* _Exercise instructions_: Please reproduce the data below from the line containing "Each instance receives one point. Mark the gi sleeve" through the line containing "Each instance receives one point. Mark the dormer", with both of those lines included.

((

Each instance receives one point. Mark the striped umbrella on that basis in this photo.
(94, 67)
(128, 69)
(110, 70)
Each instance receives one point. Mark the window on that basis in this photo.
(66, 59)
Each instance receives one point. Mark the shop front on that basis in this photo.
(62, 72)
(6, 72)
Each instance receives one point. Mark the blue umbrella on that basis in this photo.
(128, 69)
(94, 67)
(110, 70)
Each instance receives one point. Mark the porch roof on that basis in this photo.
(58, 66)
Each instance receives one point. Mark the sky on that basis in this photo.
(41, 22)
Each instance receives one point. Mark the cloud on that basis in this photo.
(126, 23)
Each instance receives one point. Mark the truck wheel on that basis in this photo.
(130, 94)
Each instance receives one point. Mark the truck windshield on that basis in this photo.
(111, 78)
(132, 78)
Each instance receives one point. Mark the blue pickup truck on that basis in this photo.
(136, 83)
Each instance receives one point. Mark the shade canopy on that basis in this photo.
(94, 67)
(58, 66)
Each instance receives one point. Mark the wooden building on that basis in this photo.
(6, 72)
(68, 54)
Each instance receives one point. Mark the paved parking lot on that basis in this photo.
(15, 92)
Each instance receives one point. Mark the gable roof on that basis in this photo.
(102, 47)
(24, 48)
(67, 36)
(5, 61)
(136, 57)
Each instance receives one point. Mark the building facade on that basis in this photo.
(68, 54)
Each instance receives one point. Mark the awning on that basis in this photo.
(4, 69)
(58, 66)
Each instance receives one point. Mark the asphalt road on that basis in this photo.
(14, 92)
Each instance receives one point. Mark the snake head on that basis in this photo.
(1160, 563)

))
((

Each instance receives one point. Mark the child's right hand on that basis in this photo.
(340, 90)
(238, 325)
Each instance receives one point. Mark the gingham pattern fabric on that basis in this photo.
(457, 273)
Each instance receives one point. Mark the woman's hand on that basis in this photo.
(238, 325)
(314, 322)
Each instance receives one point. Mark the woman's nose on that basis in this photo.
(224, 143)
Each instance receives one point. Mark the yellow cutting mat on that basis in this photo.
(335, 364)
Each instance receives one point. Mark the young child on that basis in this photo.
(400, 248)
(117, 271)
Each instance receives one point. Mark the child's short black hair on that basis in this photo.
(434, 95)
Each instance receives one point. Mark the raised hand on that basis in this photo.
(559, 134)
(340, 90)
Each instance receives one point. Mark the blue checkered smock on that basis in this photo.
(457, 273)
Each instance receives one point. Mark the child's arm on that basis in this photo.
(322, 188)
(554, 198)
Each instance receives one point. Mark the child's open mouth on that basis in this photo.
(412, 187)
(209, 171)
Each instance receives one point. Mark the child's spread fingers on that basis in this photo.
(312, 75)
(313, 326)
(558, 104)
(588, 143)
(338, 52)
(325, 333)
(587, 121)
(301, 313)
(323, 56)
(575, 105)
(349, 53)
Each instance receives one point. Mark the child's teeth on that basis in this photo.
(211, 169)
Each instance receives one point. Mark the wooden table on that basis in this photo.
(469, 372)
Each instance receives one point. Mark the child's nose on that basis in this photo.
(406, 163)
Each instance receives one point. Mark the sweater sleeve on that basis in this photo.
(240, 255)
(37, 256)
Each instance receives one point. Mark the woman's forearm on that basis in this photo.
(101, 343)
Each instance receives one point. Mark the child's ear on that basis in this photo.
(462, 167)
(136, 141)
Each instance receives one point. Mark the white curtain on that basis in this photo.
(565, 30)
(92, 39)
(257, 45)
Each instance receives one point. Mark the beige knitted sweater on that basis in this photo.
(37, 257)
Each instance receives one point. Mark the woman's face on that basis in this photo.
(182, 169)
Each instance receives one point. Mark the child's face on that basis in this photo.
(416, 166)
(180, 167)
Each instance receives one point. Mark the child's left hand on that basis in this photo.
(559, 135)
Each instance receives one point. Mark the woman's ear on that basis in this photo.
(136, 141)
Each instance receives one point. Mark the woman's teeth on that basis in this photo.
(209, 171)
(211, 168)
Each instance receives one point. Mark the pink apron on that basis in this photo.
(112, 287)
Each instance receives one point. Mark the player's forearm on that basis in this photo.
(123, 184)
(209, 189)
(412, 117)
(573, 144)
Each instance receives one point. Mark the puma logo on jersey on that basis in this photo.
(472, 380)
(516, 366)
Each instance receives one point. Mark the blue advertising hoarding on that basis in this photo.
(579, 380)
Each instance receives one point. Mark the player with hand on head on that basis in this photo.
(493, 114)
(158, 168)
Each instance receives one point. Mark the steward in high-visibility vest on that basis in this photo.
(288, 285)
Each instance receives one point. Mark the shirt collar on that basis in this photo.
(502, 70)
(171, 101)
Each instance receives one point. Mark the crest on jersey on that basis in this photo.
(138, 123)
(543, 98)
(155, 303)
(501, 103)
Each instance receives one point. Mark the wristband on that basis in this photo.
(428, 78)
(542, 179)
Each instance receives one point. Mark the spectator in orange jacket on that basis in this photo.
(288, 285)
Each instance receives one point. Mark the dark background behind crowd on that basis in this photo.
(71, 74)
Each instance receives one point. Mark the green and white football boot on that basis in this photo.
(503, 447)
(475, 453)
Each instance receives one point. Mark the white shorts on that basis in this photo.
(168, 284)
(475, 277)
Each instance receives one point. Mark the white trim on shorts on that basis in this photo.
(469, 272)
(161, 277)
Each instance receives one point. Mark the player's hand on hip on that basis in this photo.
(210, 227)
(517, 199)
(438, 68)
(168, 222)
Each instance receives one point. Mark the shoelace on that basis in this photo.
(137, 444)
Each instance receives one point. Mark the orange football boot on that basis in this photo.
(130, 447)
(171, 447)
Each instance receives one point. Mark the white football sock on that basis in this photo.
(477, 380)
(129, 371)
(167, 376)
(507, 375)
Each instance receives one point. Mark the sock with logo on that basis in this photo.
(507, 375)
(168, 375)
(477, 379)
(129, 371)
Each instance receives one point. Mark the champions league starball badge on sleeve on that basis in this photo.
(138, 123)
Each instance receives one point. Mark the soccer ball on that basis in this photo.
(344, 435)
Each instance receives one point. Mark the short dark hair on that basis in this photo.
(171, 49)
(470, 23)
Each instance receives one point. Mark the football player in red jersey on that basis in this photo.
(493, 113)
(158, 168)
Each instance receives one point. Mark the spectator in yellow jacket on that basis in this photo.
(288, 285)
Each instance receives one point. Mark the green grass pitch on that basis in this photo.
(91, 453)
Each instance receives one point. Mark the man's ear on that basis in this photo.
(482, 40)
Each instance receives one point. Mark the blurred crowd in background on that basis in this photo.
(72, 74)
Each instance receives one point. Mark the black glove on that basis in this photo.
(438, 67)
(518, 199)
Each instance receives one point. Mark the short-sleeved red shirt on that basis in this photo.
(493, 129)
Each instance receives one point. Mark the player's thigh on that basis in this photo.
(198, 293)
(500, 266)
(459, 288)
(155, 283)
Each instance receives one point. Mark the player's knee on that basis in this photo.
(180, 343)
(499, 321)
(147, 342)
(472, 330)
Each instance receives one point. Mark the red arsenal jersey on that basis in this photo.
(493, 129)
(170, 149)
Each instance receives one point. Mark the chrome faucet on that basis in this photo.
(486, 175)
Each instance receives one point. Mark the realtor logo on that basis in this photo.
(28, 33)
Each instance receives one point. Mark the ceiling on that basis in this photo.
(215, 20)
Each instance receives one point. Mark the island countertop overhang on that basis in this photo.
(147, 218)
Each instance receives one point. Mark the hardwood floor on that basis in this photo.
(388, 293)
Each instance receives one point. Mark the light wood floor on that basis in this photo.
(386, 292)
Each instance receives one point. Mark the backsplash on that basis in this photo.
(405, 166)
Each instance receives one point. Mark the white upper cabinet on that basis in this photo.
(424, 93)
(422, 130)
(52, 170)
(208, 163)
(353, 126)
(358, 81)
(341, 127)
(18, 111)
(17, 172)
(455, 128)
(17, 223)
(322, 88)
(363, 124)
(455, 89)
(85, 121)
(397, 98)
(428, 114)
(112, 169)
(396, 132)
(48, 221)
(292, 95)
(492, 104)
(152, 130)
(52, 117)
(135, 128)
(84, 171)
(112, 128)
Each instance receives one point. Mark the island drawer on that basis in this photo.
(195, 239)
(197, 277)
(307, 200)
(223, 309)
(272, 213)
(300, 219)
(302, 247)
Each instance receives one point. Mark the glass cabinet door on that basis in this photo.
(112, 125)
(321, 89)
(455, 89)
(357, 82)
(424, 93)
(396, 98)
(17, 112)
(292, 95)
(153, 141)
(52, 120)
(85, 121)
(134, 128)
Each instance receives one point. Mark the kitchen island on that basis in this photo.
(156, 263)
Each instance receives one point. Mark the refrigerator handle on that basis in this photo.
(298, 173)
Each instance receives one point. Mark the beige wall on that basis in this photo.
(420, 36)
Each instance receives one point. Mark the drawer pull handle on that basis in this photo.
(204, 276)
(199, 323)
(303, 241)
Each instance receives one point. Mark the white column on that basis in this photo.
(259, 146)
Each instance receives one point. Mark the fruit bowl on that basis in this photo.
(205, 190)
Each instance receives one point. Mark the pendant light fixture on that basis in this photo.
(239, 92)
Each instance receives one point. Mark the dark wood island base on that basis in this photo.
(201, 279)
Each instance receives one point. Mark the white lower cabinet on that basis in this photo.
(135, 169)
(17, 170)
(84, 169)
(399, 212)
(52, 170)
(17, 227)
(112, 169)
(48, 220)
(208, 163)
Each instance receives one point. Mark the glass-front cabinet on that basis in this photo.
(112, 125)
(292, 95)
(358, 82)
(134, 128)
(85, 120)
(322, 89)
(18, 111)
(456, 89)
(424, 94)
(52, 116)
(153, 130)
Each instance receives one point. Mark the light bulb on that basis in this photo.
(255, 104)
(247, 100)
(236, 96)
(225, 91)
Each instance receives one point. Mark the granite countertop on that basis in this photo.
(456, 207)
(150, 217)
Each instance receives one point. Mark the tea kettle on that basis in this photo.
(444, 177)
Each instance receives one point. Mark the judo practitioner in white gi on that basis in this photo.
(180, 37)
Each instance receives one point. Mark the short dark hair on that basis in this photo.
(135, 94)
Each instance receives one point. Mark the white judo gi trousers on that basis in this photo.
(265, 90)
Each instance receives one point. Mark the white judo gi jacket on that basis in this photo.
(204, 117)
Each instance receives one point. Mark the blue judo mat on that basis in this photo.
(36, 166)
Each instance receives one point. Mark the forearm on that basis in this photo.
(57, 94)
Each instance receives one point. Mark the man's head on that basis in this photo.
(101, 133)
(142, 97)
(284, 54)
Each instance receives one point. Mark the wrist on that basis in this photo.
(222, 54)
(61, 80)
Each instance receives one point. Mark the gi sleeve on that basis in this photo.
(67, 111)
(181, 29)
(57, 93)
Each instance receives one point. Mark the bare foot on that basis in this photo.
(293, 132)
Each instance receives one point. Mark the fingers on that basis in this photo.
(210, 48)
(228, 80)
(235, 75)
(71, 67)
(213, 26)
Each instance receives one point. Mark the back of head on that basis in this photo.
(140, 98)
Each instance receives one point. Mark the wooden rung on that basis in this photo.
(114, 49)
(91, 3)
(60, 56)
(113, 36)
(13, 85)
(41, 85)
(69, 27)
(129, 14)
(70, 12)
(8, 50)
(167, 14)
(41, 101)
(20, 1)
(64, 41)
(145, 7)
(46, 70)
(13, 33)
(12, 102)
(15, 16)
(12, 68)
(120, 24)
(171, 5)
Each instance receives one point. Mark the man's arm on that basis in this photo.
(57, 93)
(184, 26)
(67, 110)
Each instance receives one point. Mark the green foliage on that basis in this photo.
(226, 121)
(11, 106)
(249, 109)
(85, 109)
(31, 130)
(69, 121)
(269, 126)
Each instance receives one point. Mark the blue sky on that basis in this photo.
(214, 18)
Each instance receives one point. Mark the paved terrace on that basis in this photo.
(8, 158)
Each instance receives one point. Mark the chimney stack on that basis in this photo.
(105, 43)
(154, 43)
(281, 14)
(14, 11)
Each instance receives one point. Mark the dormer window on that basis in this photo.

))
((

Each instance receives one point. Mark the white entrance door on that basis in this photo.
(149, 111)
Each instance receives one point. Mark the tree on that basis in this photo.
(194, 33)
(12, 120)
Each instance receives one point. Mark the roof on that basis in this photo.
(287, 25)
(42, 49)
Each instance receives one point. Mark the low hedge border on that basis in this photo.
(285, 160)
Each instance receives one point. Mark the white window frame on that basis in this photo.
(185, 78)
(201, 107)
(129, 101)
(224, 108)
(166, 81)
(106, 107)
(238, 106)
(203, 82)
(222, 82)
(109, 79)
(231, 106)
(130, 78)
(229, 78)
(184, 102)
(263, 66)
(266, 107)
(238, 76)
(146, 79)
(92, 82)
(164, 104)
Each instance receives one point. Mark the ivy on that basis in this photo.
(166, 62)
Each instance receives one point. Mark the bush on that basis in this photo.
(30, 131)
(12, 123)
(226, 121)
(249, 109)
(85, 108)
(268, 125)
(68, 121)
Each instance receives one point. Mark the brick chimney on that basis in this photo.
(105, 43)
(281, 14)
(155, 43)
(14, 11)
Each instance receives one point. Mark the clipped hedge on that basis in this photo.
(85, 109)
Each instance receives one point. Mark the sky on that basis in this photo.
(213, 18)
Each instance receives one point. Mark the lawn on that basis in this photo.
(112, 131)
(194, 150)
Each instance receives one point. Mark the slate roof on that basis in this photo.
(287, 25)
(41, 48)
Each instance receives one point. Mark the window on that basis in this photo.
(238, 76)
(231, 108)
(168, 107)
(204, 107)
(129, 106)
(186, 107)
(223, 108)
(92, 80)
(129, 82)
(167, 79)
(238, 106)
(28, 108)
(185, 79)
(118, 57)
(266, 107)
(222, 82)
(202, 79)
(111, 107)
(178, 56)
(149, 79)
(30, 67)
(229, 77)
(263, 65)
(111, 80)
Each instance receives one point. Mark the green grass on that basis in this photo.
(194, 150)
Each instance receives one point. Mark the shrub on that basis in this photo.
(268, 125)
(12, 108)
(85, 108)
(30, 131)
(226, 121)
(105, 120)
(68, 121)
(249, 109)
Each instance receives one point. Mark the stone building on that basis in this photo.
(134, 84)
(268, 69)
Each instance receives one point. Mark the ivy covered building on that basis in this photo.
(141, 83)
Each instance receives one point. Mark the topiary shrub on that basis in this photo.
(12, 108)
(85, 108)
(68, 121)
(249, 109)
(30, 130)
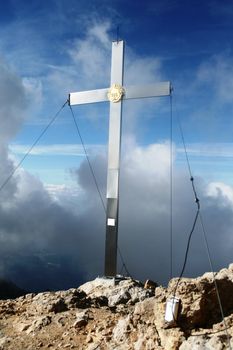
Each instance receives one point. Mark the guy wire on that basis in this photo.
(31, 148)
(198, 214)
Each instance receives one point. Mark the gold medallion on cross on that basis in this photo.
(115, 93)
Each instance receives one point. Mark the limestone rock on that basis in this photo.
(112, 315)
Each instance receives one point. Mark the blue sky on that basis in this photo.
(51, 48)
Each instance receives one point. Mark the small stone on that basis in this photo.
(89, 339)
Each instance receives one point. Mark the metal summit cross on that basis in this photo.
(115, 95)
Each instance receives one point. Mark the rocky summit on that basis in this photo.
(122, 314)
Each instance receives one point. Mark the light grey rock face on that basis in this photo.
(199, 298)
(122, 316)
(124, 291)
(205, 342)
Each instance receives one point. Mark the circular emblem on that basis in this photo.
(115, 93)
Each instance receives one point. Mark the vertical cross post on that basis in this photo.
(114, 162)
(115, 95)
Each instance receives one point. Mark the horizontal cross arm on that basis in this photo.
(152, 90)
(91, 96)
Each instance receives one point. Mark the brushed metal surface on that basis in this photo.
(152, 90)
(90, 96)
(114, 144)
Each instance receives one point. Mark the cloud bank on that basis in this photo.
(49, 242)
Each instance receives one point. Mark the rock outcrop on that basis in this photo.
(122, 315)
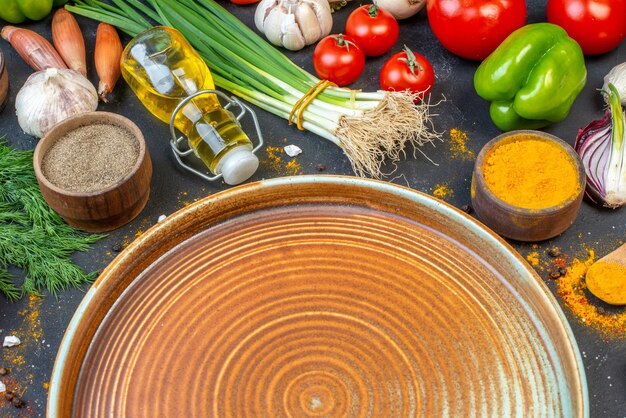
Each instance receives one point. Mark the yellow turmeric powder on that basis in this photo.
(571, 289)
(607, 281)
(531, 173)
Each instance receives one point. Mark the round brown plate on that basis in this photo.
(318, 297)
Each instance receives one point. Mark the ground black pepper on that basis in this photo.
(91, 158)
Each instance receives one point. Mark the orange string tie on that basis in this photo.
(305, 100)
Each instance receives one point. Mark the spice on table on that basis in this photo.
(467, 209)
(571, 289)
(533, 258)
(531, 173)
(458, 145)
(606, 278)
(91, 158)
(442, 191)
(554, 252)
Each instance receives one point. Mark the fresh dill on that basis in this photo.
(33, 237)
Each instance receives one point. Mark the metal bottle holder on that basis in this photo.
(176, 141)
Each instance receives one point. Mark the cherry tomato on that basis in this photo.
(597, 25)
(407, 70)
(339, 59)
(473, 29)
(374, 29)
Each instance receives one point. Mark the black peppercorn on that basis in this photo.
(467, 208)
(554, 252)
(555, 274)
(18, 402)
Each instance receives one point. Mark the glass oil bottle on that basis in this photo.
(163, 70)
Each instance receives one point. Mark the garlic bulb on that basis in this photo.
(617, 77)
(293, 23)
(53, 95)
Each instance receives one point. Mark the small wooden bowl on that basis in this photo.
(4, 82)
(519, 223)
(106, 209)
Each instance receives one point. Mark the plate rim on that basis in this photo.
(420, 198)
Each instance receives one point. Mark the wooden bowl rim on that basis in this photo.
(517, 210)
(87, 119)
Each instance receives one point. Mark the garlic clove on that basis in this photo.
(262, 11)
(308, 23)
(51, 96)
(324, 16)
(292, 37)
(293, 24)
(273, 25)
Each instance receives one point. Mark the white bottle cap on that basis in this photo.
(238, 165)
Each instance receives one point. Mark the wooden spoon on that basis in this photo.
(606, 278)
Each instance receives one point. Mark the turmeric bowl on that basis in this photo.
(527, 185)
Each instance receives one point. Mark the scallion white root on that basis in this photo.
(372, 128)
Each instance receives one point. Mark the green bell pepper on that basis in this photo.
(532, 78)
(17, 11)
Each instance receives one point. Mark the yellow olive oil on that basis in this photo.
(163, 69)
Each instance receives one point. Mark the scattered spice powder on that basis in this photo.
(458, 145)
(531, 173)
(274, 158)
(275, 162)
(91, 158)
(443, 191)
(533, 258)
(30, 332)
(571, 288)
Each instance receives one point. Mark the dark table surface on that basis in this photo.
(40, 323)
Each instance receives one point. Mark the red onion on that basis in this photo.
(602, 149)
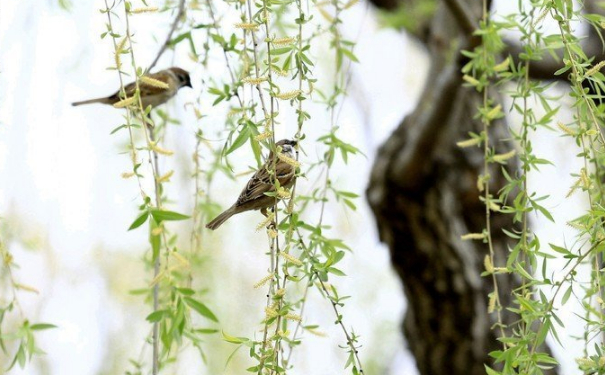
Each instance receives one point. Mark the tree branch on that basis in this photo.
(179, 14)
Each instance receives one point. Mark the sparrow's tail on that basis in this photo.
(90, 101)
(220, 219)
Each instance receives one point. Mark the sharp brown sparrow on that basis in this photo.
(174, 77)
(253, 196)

))

* _Output for this exercise_:
Each instance receives one point. Mark the gi sleeve on that basis in this photo.
(67, 111)
(181, 29)
(57, 93)
Each instance receives one point. Mark the bare foot on that basis in this photo.
(293, 132)
Each instance receives one point. Mark the fingers on that basis in this photo.
(210, 48)
(228, 80)
(235, 75)
(71, 67)
(213, 26)
Each instance receives one point. Mark the back of head on that basis in this photo.
(140, 98)
Each instance receives one point. Mark the wooden rung on that basis in this photo.
(114, 49)
(91, 3)
(60, 56)
(113, 36)
(13, 85)
(41, 85)
(69, 27)
(129, 14)
(70, 12)
(8, 50)
(167, 14)
(41, 101)
(20, 1)
(64, 41)
(145, 7)
(46, 70)
(13, 33)
(12, 102)
(15, 16)
(12, 68)
(120, 24)
(171, 5)
Each instance receives one point. Mark the man's arm on that basis in this photo.
(57, 93)
(184, 26)
(67, 110)
Each instance receives one point. Mark the green foliage on that basis in this photo.
(226, 121)
(11, 106)
(249, 109)
(85, 109)
(31, 130)
(69, 121)
(269, 126)
Each instance receives one point. Mark the blue sky on that basis in this photo.
(214, 18)
Each instance receives one point. Mark the paved terrace on that basis in this photo.
(8, 158)
Each instance receives one point. Mark the chimney stack on that basis in this photo.
(105, 43)
(154, 43)
(281, 14)
(14, 11)
Each instance receives one point. Mark the dormer window on that basis in this photo.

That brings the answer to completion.